● **LIST OF TASKS**
1) Set down word for word the part of the essay passage on Rainsford below that runs from "Throughout the story, it" up to and including "contradict this idea.".
2) Condense the paragraph of the essay passage on Rainsford below that begins "Throughout the story, it is made painfully obvious", keeping its main facts.
3) Extend the essay passage on Rainsford below, picking up after its final sentence.

● **PAGE TEXT**
Throughout the story, it is made painfully obvious that Rainsford has no respect for the animals he hunts. In the opening of “The Most Dangerous Game,” Sanger Rainsford is standing on the deck of a ship, philosophizing with a fellow hunter named Whitney. Whitney says, “I rather think [jaguars] understand one thing—fear. The fear of pain and the fear of death” (1). Rainsford replies, “The world is made up of two classes—the hunters and the huntees. Luckily, you and I are hunters” (1). In this way, Sanger Rainsford proves he does not understand the fear of being hunted. This belief leads him to believe that hunting is a fine sport, and that he need not consider the feelings of the game he hunts. Later on in the story, however, Rainsford’s feelings contradict this idea.

● **RECORD EXTRACTS**

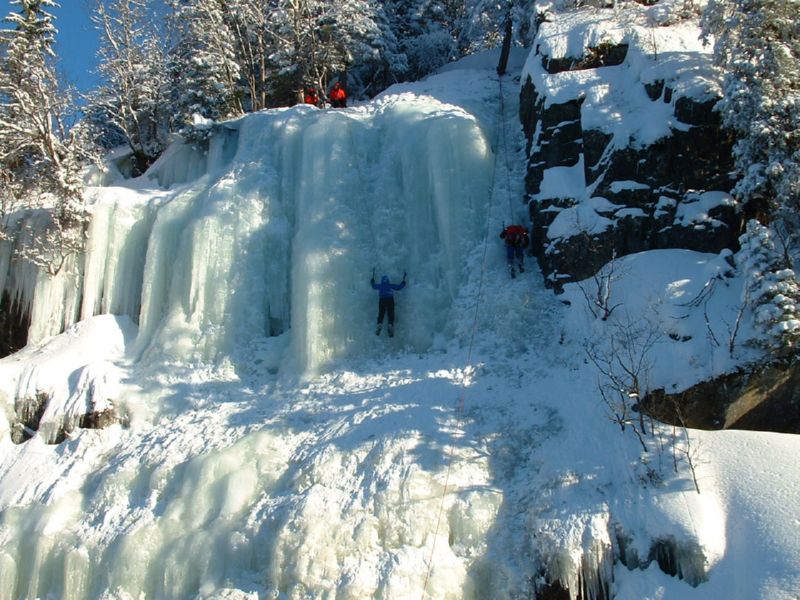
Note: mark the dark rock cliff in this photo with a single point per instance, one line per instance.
(648, 197)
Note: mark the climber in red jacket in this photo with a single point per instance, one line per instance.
(338, 96)
(516, 237)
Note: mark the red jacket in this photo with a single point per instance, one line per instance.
(338, 93)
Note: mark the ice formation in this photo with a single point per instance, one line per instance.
(279, 227)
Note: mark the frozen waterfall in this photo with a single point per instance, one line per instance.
(278, 227)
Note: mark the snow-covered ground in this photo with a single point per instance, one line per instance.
(276, 448)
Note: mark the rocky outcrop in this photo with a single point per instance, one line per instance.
(764, 398)
(627, 198)
(30, 418)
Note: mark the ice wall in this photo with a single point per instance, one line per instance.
(277, 228)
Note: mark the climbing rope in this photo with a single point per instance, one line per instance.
(502, 133)
(460, 406)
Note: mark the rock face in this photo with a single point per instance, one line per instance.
(766, 398)
(30, 419)
(622, 198)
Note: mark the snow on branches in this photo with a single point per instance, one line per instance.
(771, 290)
(757, 42)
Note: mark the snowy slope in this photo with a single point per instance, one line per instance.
(468, 457)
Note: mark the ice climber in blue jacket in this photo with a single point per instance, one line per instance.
(386, 290)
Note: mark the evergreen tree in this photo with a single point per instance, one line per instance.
(249, 22)
(426, 31)
(771, 289)
(41, 159)
(316, 41)
(131, 103)
(757, 43)
(204, 65)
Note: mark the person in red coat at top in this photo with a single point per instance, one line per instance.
(310, 96)
(338, 96)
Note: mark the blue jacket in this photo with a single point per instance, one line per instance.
(385, 288)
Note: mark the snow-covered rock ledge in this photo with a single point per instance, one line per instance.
(625, 151)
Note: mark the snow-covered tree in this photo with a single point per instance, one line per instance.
(771, 289)
(253, 42)
(131, 102)
(757, 43)
(204, 65)
(316, 41)
(426, 31)
(485, 22)
(41, 158)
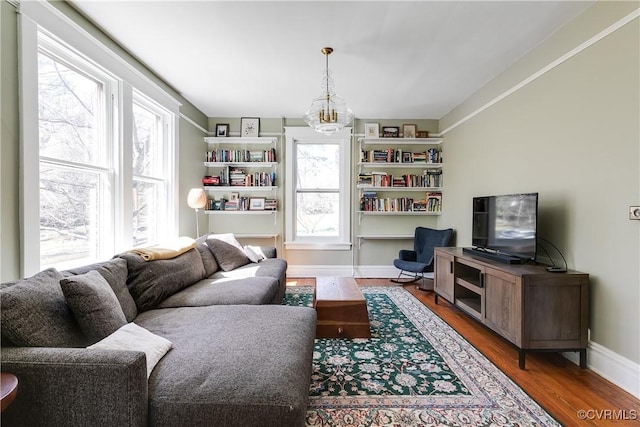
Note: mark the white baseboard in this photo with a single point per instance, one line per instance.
(611, 366)
(359, 271)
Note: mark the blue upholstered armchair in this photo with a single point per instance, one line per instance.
(415, 263)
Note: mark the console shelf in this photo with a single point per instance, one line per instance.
(524, 303)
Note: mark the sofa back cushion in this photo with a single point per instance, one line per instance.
(115, 273)
(208, 260)
(34, 313)
(151, 282)
(94, 304)
(227, 250)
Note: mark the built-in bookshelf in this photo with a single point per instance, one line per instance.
(241, 175)
(400, 176)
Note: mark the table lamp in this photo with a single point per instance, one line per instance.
(197, 199)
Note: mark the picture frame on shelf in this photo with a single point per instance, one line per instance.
(409, 131)
(390, 131)
(256, 203)
(250, 127)
(222, 130)
(371, 130)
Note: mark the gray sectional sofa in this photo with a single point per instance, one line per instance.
(237, 358)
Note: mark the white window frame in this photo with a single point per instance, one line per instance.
(35, 17)
(302, 135)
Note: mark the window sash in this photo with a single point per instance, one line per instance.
(296, 234)
(43, 29)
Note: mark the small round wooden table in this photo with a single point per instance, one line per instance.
(9, 386)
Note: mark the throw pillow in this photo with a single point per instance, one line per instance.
(115, 273)
(94, 304)
(227, 251)
(132, 337)
(254, 253)
(151, 282)
(34, 313)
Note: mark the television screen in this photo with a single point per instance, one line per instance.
(506, 224)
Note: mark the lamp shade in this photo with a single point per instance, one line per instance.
(197, 199)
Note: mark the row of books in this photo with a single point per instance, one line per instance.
(396, 155)
(369, 202)
(241, 156)
(242, 204)
(240, 178)
(428, 178)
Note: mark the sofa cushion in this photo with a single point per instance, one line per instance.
(34, 313)
(254, 253)
(227, 251)
(132, 337)
(249, 290)
(115, 273)
(151, 282)
(208, 260)
(245, 365)
(94, 304)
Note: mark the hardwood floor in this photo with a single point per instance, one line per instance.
(560, 387)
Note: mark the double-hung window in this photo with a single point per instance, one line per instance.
(151, 126)
(317, 188)
(98, 155)
(75, 157)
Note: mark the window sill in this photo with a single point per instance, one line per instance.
(318, 246)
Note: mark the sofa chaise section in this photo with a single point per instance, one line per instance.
(232, 365)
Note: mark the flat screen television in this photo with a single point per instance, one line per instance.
(506, 226)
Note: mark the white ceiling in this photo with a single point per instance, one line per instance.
(392, 59)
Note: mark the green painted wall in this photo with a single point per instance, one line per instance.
(573, 136)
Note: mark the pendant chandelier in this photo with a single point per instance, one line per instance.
(328, 113)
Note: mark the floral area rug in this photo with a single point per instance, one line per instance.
(415, 370)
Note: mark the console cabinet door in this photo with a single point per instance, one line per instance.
(443, 275)
(503, 304)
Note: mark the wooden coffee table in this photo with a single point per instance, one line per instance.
(341, 308)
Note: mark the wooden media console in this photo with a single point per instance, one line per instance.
(524, 303)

● **TASK-BY-TASK ANSWERS**
1)
Throughout the story, it is made painfully obvious that Rainsford has no respect for the animals he hunts. In the opening of “The Most Dangerous Game,” Sanger Rainsford is standing on the deck of a ship, philosophizing with a fellow hunter named Whitney. Whitney says, “I rather think [jaguars] understand one thing—fear. The fear of pain and the fear of death” (1). Rainsford replies, “The world is made up of two classes—the hunters and the huntees. Luckily, you and I are hunters” (1). In this way, Sanger Rainsford proves he does not understand the fear of being hunted. This belief leads him to believe that hunting is a fine sport, and that he need not consider the feelings of the game he hunts. Later on in the story, however, Rainsford’s feelings contradict this idea.

2) Rainsford shows no respect for the animals he hunts. At the opening of “The Most Dangerous Game,” he stands on a ship's deck talking with Whitney, a fellow hunter. Whitney says jaguars understand fear: the fear of pain and of death. Rainsford replies that the world consists of hunters and huntees, and that the two of them are hunters. This proves he does not understand the fear of being hunted. It also leads him to see hunting as a fine sport in which the game's feelings need no consideration. Later in the story, his own feelings contradict this idea.

3)
While Sanger Rainsford is being chased by General Zaroff, he begins to feel the terror of being hunted. Connell writes:
The general was playing with him! The general was saving him for another day’s sport! The Cossack was the cat; he was the mouse. Then it was that Rainsford knew the full meaning of terror. (14)
Now that he sees that his life is in certain danger, he begins to use traps to outwit General Zaroff. Beginning to feel like game himself, Rainsford believes his mind is his only way out. He must realize, then, that the animals he hunts do not have this defense, making hunting as a sport much more inhumane than he ever thought possible.